━━ SUPPLIED INFORMATION ━━

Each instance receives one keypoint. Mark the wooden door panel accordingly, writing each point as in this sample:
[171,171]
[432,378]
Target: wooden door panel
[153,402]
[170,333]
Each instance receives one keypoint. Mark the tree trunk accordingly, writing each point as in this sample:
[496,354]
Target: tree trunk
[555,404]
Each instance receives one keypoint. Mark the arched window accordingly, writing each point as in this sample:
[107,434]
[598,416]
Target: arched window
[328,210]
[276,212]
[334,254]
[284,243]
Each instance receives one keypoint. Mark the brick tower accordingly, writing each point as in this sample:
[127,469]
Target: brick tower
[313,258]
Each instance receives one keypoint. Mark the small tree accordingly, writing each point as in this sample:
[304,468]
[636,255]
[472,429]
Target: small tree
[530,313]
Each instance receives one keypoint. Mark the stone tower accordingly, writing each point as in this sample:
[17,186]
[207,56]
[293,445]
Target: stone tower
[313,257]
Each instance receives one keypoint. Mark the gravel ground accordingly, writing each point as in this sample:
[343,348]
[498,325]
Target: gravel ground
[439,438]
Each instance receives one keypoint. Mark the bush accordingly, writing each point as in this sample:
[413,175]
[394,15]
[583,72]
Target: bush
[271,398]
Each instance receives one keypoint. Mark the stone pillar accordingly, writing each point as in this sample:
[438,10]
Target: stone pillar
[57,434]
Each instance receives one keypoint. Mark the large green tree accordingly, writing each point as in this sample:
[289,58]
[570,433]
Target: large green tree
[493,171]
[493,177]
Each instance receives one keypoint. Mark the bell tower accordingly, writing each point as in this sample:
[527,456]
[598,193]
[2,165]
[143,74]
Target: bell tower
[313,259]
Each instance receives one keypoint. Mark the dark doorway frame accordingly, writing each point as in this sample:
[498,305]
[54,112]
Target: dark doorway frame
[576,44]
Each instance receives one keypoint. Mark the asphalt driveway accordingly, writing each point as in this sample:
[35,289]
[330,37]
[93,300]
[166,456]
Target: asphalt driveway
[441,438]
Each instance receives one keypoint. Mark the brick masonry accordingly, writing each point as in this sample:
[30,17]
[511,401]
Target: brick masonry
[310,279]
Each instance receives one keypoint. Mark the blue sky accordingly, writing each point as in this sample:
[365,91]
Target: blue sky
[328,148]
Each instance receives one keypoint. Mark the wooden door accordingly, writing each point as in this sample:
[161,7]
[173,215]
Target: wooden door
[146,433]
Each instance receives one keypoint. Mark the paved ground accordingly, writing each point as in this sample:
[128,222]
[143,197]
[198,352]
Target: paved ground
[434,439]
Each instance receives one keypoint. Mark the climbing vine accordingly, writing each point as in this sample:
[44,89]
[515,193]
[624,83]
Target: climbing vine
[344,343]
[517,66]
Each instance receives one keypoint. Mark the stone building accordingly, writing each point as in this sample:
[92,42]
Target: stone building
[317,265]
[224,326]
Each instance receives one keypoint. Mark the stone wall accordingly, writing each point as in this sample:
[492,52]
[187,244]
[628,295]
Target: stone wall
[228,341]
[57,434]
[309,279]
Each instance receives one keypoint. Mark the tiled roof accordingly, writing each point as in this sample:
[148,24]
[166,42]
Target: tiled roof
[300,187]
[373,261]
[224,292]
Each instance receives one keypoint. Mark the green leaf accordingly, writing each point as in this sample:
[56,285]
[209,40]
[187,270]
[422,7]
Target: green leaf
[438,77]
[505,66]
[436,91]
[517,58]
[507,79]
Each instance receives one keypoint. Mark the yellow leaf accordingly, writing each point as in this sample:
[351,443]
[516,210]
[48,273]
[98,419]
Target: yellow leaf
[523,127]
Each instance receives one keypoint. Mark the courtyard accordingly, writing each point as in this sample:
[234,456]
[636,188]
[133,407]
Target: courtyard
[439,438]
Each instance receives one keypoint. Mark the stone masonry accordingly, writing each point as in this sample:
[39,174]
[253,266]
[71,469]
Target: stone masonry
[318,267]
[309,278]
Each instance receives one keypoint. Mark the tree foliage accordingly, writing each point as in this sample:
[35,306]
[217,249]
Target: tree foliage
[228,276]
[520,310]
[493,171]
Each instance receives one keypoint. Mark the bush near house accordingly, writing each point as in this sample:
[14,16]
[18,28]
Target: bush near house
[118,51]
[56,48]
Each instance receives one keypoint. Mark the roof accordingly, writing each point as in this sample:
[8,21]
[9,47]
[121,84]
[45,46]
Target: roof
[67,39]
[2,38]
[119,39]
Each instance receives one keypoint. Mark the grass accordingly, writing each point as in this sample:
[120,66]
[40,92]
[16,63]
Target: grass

━━━

Write out every item above again, substituting "example" for each occurrence of "sample" and leaving everything else unchanged.

Each instance receives one keypoint. Mark the wooden door panel accordingly, writing each point as in this example:
[171,171]
[432,378]
Target: wooden door panel
[153,402]
[170,333]
Each instance receives one keypoint. Mark the tree trunk accordingly, writing each point as in this example:
[496,354]
Target: tree trunk
[555,404]
Each instance receives one keypoint. Mark the arched window accordingly, writing each point as in this example:
[107,434]
[598,416]
Target: arched window
[328,210]
[276,212]
[334,254]
[284,243]
Each instance receives one keypoint. Mark the brick tower accordingly, writing each point as in this example:
[127,469]
Target: brick tower
[313,258]
Each instance receives one keypoint. Mark the small tree accordingly, writing each point as in this example:
[304,468]
[636,255]
[472,429]
Target: small tree
[530,313]
Each instance receives one keypoint. Mark the stone tower accordingly, writing each point as in this example:
[17,186]
[207,56]
[293,445]
Target: stone tower
[313,257]
Each instance receives one keypoint. Mark the gravel ground accordingly, writing each point as in this example:
[343,348]
[498,325]
Target: gravel ground
[439,438]
Each instance receives one keypoint. Mark the bush accordingly, writing each point as in this example:
[413,175]
[394,15]
[583,72]
Target: bush
[271,398]
Each instance receives one keypoint. Mark the stone pillar accordingly, writing each point as in this example:
[438,10]
Target: stone pillar
[57,434]
Each instance receives one keypoint. Mark the large green tree accordingly, writing each point as in this example:
[289,58]
[570,433]
Target: large green tree
[493,171]
[493,177]
Each instance receives one keypoint. Mark the bell tower accordingly, writing each point as in this example:
[527,456]
[598,193]
[2,165]
[143,74]
Target: bell tower
[313,259]
Each instance receives one keypoint. Mark the dark doorway frame accordingly, writing each point as in this example:
[498,305]
[54,112]
Target: dark doorway frame
[576,44]
Each instance receives one keypoint. Mark the asphalt driveway accordingly, writing each point as in this example:
[35,289]
[330,37]
[93,300]
[166,456]
Target: asphalt driveway
[441,438]
Each instance receives one keypoint. Mark the brick masonry accordingly, writing each point as in this example:
[30,17]
[511,401]
Target: brick masonry
[310,279]
Each instance receives one keypoint. Mark the blue sky accordingly, writing each point as in this example:
[365,91]
Target: blue sky
[328,148]
Each instance receives one keypoint. Mark the wooden door accordingly, writing each point as in this example:
[161,7]
[173,215]
Target: wooden door
[146,433]
Each instance receives one keypoint. Mark the paved ground accordingly, writing each point as in this example:
[128,222]
[143,197]
[198,352]
Target: paved ground
[434,439]
Each instance receives one keypoint. Mark the climbing vine accordingly, writing each point as in this example:
[44,89]
[515,193]
[624,83]
Target: climbing vine
[344,343]
[517,66]
Each instance receives one keypoint. Mark the stone building accordingly, writing each point as in this example:
[92,42]
Target: stone building
[317,265]
[224,326]
Each instance receives one keypoint. Mark the stone wall accordingly, writing each point as in this example:
[492,52]
[187,244]
[628,295]
Target: stone wall
[228,341]
[57,434]
[309,279]
Each instance receives one keypoint. Mark the tiled roof accordingly, writing each point as in this example:
[148,24]
[166,42]
Target: tiled roof
[300,187]
[373,261]
[224,292]
Each instance receives one keypoint. Mark the green leaf accordingly, writing each point as in this example:
[56,285]
[209,40]
[187,270]
[422,7]
Target: green leaf
[438,77]
[505,66]
[436,91]
[517,58]
[507,79]
Each instance receives one keypoint. Mark the yellow leaf accordingly, writing each point as in this example:
[351,443]
[516,210]
[48,273]
[98,419]
Target: yellow leaf
[523,127]
Each instance receives one keypoint. Mark the courtyard accordingly, writing each point as in this example:
[234,456]
[636,188]
[133,407]
Target: courtyard
[439,438]
Each instance receives one keypoint. Mark the stone masonry accordingly, writing each point as in this example:
[39,174]
[253,266]
[71,469]
Target: stone masonry
[318,267]
[309,278]
Each instance receives one keypoint. Mark the tree foliage accordingly, writing each point as in this example:
[35,306]
[217,249]
Target: tree foliage
[228,276]
[520,310]
[493,171]
Each instance receives one keypoint. Mark the bush near house accordingly, writing each point as in this example:
[14,16]
[18,28]
Target: bush near house
[118,51]
[56,48]
Each instance receives one keypoint. Mark the roof accordingly, writing each point as in this example:
[8,21]
[9,47]
[121,84]
[45,46]
Target: roof
[67,39]
[2,38]
[119,39]
Each instance receives one keypoint. Mark the grass accordingly, writing each point as in this example:
[120,66]
[40,92]
[16,63]
Target: grass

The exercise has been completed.